Required work — Tally the lines in the records below that contain the string "paper". Give only the number.

--- START OF Listed records ---

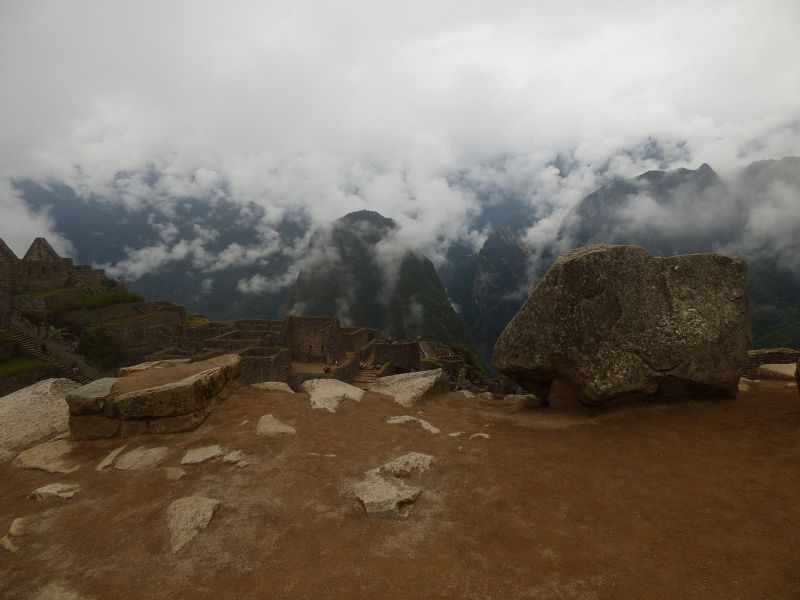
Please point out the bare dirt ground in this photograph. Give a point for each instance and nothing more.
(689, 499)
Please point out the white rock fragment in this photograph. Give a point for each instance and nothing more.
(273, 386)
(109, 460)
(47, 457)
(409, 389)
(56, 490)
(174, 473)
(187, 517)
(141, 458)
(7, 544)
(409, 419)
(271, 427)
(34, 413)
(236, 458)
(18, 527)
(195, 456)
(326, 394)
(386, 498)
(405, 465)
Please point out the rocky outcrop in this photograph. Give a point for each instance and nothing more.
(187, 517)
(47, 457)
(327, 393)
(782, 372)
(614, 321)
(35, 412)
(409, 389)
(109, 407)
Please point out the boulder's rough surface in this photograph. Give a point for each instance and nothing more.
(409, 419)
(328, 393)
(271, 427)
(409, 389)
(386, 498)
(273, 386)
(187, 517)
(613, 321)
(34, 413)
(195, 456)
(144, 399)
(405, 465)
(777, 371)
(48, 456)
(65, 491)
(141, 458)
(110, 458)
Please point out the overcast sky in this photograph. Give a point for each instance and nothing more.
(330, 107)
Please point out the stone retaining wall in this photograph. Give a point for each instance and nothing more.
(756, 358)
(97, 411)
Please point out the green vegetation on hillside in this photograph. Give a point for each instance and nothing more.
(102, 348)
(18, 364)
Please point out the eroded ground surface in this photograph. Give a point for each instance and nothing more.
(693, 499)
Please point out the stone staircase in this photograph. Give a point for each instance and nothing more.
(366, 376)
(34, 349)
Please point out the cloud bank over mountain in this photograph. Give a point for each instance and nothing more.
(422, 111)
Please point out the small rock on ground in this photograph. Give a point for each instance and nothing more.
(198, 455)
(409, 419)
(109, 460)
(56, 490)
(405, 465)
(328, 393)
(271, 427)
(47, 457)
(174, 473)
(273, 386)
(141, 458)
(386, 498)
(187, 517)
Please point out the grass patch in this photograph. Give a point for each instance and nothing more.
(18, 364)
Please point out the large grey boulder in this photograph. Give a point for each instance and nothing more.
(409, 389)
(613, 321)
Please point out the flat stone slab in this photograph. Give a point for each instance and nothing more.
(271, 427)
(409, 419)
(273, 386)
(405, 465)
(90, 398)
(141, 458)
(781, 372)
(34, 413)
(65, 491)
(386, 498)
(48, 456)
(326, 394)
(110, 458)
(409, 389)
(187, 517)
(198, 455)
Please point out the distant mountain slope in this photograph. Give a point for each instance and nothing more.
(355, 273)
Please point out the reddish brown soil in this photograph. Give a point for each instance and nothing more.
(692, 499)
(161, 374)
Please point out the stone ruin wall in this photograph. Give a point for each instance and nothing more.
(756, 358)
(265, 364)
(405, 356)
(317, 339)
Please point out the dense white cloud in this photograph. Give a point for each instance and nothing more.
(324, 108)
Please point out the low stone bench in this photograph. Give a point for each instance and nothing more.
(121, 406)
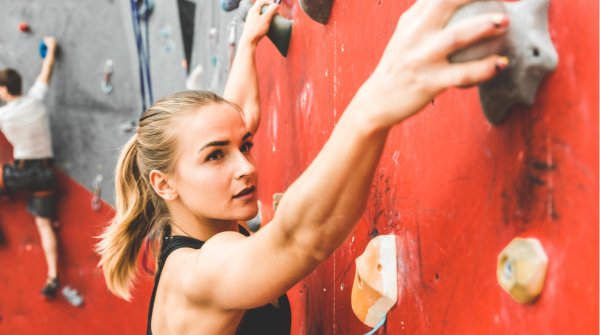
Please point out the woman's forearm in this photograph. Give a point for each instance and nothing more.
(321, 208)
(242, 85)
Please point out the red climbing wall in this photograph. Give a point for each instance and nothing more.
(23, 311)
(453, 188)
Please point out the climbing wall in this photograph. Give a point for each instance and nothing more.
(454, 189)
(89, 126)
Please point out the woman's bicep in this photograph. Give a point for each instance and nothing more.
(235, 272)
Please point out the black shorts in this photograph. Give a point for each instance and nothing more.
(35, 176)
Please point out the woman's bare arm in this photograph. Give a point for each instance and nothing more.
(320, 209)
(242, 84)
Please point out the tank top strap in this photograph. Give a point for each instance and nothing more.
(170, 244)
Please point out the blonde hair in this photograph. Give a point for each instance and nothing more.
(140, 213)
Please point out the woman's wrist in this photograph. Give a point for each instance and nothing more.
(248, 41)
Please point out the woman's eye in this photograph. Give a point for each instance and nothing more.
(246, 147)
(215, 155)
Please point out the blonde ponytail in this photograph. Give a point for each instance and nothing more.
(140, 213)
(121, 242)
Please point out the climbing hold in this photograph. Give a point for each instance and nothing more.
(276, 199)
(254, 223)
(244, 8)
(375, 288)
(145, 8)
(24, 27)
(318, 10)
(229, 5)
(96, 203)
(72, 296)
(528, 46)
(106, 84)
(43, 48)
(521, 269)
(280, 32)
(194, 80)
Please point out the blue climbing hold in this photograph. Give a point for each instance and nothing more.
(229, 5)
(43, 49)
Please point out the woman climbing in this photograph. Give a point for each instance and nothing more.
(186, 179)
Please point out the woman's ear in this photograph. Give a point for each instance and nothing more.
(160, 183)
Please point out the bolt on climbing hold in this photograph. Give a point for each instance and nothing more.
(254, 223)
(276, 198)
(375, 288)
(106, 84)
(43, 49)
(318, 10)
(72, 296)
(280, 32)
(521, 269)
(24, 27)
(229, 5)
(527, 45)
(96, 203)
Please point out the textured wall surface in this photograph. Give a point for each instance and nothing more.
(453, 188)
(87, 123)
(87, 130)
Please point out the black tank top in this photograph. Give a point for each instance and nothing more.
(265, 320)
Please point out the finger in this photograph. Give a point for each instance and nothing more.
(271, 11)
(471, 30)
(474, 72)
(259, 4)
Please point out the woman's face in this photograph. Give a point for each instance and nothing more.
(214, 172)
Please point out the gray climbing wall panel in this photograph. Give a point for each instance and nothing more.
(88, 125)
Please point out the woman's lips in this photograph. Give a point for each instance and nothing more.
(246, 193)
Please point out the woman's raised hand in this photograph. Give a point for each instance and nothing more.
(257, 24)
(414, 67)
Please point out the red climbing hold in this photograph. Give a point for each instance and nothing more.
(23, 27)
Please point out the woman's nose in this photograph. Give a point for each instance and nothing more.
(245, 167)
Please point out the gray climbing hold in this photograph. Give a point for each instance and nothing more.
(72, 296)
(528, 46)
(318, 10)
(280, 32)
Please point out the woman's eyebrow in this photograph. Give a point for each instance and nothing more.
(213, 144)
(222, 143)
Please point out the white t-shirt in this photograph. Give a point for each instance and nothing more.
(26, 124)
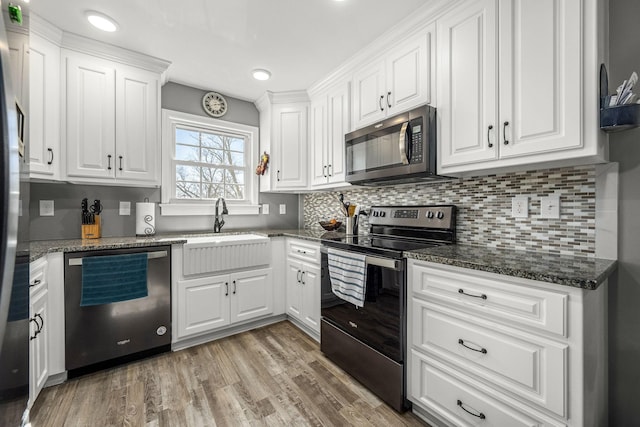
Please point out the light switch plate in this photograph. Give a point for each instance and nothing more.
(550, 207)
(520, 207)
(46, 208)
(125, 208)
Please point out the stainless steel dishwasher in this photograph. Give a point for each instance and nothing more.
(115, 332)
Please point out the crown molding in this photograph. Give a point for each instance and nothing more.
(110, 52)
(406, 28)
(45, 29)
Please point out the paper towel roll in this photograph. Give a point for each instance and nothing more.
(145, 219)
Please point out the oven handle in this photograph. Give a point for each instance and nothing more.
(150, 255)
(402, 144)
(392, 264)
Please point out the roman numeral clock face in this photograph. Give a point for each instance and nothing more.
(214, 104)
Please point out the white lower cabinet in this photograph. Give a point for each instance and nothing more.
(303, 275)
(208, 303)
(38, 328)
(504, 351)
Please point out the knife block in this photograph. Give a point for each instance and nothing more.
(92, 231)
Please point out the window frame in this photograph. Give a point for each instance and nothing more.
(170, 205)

--- END OF Listed records ---
--- START OF Listed records ---

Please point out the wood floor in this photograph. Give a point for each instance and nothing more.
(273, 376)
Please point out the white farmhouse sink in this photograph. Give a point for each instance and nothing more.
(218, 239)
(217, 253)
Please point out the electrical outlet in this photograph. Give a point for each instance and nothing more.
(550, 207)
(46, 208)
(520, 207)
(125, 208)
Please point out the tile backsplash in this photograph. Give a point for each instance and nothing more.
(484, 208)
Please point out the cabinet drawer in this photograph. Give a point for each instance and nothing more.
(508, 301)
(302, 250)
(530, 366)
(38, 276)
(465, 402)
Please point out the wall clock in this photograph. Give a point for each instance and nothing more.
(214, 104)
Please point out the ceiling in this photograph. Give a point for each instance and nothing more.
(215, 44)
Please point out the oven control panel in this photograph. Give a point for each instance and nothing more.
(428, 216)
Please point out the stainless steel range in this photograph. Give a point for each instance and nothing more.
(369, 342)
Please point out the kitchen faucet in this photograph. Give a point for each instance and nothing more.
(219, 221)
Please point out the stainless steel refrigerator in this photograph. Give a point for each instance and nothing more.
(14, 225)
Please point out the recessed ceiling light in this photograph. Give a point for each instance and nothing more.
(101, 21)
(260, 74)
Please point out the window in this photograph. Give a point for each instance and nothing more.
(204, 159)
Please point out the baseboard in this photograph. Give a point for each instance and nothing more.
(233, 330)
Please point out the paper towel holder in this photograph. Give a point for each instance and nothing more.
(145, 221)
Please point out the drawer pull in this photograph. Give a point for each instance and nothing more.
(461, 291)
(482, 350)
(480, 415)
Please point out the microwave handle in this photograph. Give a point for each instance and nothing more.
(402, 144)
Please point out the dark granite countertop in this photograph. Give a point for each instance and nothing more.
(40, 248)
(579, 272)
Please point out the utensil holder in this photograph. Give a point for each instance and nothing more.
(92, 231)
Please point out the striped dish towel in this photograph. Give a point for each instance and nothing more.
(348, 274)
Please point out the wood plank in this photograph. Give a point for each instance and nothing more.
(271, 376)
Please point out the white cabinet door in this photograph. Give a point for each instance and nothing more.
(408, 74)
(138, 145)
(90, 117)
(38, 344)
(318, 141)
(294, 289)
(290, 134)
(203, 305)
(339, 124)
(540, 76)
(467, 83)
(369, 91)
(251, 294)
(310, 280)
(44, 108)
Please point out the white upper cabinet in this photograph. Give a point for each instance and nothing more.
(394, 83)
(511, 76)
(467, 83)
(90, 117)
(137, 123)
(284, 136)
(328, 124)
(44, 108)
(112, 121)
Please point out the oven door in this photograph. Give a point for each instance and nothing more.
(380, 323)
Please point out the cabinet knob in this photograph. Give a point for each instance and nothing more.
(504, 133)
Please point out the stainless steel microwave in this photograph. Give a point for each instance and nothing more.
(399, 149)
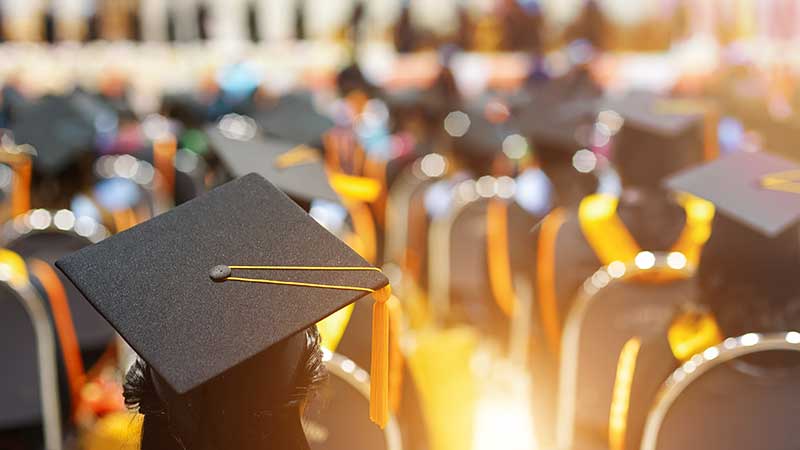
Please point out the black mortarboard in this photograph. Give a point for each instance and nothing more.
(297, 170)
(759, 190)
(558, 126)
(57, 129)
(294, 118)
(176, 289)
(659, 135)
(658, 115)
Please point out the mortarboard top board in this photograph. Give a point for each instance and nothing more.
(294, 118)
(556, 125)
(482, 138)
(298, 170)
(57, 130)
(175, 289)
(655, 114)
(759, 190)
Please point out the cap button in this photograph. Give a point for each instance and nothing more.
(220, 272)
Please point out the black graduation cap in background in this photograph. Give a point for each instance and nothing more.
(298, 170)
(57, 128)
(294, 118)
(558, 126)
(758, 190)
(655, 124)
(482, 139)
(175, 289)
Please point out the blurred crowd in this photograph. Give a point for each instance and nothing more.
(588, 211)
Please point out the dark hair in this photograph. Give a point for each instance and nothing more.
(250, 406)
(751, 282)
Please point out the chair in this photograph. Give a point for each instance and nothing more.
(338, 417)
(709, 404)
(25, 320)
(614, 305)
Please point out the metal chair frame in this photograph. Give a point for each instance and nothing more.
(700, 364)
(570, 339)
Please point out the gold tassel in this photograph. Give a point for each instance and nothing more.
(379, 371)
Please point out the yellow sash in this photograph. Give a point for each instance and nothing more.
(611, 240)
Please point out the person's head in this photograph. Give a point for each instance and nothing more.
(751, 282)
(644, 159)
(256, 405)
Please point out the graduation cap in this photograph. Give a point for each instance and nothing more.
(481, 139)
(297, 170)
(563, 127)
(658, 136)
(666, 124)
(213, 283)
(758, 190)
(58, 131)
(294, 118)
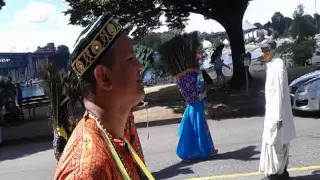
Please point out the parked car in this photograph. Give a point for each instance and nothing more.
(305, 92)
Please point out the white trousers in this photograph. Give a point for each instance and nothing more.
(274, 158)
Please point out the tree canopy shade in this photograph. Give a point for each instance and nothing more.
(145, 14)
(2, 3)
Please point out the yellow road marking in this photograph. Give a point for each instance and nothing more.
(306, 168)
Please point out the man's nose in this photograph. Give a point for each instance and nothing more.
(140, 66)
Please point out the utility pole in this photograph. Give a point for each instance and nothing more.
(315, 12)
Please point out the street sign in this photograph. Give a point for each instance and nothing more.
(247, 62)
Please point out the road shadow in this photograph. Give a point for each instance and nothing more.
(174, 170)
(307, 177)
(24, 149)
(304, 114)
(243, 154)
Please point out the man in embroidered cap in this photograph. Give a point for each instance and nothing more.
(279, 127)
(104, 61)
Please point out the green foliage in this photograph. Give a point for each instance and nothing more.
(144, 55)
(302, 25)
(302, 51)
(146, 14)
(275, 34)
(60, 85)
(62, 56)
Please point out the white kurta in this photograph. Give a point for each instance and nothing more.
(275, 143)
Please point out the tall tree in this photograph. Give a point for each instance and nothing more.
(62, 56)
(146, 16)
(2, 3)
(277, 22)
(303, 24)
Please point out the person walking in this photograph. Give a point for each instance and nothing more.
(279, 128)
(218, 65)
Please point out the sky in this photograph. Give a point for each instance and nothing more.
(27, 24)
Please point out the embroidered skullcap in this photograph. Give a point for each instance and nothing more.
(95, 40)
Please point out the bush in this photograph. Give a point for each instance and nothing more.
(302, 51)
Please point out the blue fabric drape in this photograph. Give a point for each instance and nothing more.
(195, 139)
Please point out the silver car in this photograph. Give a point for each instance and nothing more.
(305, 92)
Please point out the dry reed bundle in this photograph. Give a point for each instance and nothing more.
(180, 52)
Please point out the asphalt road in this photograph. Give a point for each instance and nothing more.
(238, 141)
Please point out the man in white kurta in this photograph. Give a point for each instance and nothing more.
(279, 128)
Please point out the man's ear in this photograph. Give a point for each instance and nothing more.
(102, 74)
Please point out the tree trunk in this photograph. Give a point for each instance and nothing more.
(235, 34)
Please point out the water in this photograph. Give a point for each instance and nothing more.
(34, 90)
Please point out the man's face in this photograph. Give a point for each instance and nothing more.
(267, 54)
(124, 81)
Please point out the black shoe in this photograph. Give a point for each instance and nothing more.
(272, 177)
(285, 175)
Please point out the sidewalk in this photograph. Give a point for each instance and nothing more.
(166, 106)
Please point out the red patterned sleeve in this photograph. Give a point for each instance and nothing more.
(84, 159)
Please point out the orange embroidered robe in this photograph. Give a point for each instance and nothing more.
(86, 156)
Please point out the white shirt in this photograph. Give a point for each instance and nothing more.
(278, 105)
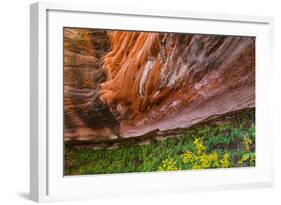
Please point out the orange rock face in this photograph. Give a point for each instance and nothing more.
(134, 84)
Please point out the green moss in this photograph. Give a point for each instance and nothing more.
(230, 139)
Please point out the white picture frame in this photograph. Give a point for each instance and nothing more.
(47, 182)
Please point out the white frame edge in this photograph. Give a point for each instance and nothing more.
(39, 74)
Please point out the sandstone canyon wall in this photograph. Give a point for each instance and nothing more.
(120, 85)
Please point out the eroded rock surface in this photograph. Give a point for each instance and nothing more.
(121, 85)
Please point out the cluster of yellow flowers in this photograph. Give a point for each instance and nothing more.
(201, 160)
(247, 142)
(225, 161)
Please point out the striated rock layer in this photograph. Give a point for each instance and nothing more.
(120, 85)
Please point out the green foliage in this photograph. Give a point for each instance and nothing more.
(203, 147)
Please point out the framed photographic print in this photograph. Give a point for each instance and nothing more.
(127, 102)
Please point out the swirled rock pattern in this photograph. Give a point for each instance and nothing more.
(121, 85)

--- END OF Listed records ---
--- START OF Listed records ---

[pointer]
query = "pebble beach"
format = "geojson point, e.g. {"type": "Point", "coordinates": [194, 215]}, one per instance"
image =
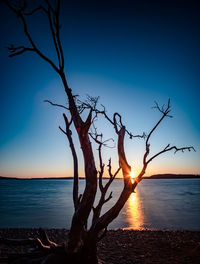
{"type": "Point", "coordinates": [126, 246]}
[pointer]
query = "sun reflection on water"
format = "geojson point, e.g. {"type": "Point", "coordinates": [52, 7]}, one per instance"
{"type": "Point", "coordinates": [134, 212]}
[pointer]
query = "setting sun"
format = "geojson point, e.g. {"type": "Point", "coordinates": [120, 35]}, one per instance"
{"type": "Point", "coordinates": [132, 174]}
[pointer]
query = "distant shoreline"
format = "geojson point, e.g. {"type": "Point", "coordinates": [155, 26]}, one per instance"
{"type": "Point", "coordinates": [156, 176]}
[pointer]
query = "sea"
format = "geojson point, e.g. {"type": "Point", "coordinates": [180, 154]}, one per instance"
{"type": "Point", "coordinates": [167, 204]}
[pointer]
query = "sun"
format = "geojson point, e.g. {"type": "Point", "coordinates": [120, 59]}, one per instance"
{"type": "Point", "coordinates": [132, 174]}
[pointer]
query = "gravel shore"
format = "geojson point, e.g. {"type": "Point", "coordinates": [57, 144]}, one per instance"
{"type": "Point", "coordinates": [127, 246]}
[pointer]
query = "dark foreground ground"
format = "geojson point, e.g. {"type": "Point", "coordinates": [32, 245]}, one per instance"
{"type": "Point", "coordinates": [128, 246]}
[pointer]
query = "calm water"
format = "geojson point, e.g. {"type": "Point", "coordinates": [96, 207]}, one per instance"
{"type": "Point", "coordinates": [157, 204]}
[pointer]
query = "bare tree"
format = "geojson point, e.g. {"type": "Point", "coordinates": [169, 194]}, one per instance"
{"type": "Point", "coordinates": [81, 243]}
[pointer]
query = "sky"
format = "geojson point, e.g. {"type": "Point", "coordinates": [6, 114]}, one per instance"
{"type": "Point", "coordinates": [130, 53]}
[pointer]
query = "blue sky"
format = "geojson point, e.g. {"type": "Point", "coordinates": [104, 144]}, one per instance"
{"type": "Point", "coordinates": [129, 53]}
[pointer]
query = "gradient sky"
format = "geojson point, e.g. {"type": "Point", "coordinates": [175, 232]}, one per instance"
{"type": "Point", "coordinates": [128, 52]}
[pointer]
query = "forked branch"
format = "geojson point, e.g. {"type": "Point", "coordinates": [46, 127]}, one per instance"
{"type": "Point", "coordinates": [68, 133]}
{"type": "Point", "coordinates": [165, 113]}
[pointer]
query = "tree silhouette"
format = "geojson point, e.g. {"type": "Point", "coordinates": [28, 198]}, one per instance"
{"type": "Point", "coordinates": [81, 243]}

--- END OF Listed records ---

Correct output — 2